--- Data shown Enclosed Below ---
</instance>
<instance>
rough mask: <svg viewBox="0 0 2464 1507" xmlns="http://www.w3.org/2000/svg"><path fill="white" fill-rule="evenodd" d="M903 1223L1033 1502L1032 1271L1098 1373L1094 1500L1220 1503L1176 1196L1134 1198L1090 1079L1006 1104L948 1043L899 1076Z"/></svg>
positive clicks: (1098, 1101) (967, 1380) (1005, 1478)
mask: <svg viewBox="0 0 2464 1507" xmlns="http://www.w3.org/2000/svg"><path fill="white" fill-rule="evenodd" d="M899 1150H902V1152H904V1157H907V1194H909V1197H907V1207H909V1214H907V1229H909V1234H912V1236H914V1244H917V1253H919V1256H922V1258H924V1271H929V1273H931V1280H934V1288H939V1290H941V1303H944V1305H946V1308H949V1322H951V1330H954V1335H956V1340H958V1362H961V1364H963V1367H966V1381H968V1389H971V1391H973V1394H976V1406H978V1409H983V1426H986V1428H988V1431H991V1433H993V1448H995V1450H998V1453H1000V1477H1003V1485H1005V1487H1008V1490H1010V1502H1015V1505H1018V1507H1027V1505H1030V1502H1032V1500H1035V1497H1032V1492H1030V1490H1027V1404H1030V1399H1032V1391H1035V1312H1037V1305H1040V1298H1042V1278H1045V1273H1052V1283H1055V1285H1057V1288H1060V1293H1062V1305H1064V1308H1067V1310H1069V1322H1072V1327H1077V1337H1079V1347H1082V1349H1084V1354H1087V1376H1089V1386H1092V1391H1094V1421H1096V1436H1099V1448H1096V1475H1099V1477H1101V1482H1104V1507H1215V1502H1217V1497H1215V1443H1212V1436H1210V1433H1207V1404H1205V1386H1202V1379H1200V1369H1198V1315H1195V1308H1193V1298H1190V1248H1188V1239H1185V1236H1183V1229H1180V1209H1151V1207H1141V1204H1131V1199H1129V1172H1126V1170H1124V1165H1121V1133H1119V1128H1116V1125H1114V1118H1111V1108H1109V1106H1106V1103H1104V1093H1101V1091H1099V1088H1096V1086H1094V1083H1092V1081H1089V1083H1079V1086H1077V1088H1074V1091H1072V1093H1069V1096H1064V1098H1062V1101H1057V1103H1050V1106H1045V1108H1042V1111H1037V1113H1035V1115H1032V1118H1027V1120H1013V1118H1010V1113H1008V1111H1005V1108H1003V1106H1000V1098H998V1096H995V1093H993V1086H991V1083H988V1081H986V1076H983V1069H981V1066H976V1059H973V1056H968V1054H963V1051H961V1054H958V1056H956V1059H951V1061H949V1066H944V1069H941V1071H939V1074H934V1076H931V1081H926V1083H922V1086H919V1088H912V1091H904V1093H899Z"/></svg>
--- End of Enclosed Data shown ---
### What is needed
Reproduce the listing above with "rough mask" swapped out for "coarse mask", leaving everything else unchanged.

### Answer space
</instance>
<instance>
coarse mask: <svg viewBox="0 0 2464 1507" xmlns="http://www.w3.org/2000/svg"><path fill="white" fill-rule="evenodd" d="M903 1223L1033 1502L1032 1271L1098 1373L1094 1500L1220 1503L1176 1196L1134 1198L1090 1079L1006 1104L948 1043L899 1076Z"/></svg>
positive clicks: (1098, 1101) (967, 1380) (1005, 1478)
mask: <svg viewBox="0 0 2464 1507" xmlns="http://www.w3.org/2000/svg"><path fill="white" fill-rule="evenodd" d="M899 1150H902V1152H904V1157H907V1194H909V1197H907V1207H909V1214H907V1229H909V1234H912V1236H914V1244H917V1253H919V1256H922V1258H924V1271H929V1273H931V1280H934V1288H939V1290H941V1303H944V1305H946V1308H949V1322H951V1330H954V1335H956V1340H958V1362H961V1364H963V1367H966V1381H968V1389H971V1391H973V1394H976V1406H978V1409H983V1426H986V1428H988V1431H991V1433H993V1448H995V1450H998V1453H1000V1477H1003V1485H1005V1487H1008V1490H1010V1502H1015V1505H1018V1507H1027V1505H1030V1502H1032V1500H1035V1497H1032V1492H1030V1490H1027V1404H1030V1399H1032V1391H1035V1312H1037V1305H1040V1298H1042V1278H1045V1273H1052V1283H1055V1285H1057V1288H1060V1293H1062V1305H1064V1308H1067V1310H1069V1322H1072V1327H1077V1337H1079V1347H1082V1349H1084V1354H1087V1376H1089V1386H1092V1391H1094V1421H1096V1436H1099V1448H1096V1475H1099V1477H1101V1482H1104V1507H1215V1502H1217V1497H1215V1443H1212V1436H1210V1433H1207V1404H1205V1386H1202V1379H1200V1369H1198V1315H1195V1308H1193V1298H1190V1248H1188V1239H1185V1236H1183V1229H1180V1209H1151V1207H1141V1204H1131V1199H1129V1172H1126V1170H1124V1165H1121V1133H1119V1128H1116V1125H1114V1118H1111V1108H1109V1106H1106V1103H1104V1093H1101V1091H1099V1088H1096V1086H1094V1083H1092V1081H1089V1083H1079V1086H1077V1088H1074V1091H1072V1093H1069V1096H1064V1098H1062V1101H1057V1103H1050V1106H1045V1108H1042V1111H1037V1113H1035V1115H1032V1118H1027V1120H1013V1118H1010V1113H1008V1111H1005V1108H1003V1106H1000V1098H998V1096H995V1093H993V1086H991V1083H988V1081H986V1076H983V1069H981V1066H976V1059H973V1056H968V1054H963V1051H961V1054H958V1056H956V1059H951V1061H949V1066H944V1069H941V1071H939V1074H934V1076H931V1081H926V1083H922V1086H919V1088H912V1091H904V1093H899Z"/></svg>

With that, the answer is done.